Return exactly the lines that run from the one containing "woven placemat --mode=segment" to the end of the entries, with both ends included.

*** GIVEN DATA ***

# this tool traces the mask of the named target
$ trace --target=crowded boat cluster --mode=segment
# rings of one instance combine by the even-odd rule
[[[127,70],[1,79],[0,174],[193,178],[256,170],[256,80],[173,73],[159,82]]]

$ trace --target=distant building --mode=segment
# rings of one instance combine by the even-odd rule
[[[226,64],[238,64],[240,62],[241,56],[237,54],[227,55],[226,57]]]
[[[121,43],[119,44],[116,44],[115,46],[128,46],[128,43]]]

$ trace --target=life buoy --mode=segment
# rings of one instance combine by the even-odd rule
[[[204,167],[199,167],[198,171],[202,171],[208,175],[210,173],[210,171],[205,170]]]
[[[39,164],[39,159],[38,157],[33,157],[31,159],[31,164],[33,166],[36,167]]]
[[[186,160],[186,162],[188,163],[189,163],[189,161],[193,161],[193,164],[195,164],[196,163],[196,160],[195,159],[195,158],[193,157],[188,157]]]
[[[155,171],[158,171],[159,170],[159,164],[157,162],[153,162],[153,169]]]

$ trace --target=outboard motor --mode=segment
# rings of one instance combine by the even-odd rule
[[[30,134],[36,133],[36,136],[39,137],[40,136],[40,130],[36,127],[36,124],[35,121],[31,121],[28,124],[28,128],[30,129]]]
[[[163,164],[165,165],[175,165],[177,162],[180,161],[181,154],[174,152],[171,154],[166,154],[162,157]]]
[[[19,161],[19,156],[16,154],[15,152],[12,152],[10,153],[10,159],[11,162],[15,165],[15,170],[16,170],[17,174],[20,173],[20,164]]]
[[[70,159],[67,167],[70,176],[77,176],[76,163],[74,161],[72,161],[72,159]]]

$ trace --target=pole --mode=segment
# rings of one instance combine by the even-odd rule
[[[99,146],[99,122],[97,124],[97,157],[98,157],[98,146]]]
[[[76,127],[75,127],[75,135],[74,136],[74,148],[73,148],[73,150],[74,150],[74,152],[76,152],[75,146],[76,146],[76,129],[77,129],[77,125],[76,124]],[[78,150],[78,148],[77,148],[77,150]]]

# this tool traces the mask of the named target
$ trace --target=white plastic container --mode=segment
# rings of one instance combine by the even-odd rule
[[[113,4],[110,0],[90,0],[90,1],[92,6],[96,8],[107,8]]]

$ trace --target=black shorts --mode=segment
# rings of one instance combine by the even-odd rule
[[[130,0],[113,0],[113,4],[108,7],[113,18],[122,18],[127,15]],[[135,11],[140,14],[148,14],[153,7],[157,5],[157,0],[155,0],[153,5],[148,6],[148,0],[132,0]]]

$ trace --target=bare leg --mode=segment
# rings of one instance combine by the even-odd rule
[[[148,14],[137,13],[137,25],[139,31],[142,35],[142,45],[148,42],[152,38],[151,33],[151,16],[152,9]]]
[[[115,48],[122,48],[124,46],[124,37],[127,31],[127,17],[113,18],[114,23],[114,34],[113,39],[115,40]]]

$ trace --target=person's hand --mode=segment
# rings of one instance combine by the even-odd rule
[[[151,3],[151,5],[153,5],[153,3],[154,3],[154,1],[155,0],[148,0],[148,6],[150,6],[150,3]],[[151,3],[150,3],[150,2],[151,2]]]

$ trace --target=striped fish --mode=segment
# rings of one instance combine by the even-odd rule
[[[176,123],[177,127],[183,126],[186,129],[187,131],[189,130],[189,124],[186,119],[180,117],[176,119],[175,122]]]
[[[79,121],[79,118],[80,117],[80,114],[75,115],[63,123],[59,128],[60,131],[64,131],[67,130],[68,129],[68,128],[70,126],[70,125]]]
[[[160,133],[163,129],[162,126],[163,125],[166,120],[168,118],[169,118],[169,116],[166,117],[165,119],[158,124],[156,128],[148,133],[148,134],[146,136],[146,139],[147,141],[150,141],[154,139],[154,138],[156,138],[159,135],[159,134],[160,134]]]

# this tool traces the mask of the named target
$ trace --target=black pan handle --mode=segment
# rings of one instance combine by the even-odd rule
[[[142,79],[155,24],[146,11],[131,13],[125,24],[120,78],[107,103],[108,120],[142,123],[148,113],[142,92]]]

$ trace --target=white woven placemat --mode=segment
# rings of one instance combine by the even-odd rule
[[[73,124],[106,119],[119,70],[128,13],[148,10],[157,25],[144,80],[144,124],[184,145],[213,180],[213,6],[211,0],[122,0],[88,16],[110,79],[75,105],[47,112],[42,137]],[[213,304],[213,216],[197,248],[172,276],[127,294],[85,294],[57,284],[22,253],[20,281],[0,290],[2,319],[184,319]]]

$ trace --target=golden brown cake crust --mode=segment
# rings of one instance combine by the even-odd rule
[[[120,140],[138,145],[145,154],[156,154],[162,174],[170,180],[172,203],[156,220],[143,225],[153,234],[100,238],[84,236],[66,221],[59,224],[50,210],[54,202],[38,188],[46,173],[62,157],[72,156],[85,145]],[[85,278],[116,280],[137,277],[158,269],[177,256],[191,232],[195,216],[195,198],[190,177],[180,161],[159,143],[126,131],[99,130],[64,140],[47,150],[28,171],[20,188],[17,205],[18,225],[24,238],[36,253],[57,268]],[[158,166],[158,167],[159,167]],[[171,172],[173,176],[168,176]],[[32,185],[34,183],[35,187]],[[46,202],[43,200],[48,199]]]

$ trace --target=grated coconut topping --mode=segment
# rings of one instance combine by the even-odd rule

***

SOLVED PROBLEM ::
$ trace --target=white woven placemat --mode=segment
# rings of one instance combine by the even-odd rule
[[[73,124],[106,119],[119,70],[128,13],[148,10],[157,25],[144,80],[144,124],[184,145],[213,180],[213,6],[211,0],[122,0],[88,16],[110,79],[75,105],[47,112],[42,137]],[[213,304],[213,216],[197,248],[172,276],[127,294],[85,294],[57,284],[22,253],[20,281],[0,290],[2,319],[184,319]]]

$ trace --target=golden brown cake crust --mode=segment
# rings of one instance combine by the even-odd rule
[[[120,140],[138,145],[145,154],[156,154],[162,174],[170,180],[172,203],[156,220],[143,225],[153,234],[100,238],[84,236],[66,221],[59,224],[50,210],[54,202],[38,188],[46,173],[62,157],[72,156],[85,145]],[[85,278],[116,280],[137,277],[158,269],[177,256],[191,232],[195,216],[195,198],[190,177],[180,161],[159,143],[126,131],[99,130],[64,140],[47,150],[28,171],[20,188],[17,205],[18,225],[24,238],[36,253],[57,268]],[[158,166],[158,167],[159,167]],[[171,172],[173,176],[168,176]],[[32,185],[34,183],[35,187]],[[46,202],[43,200],[48,199]]]

$ trace --target=grated coconut topping --mode=segment
# rings of one instance combine by the even-odd rule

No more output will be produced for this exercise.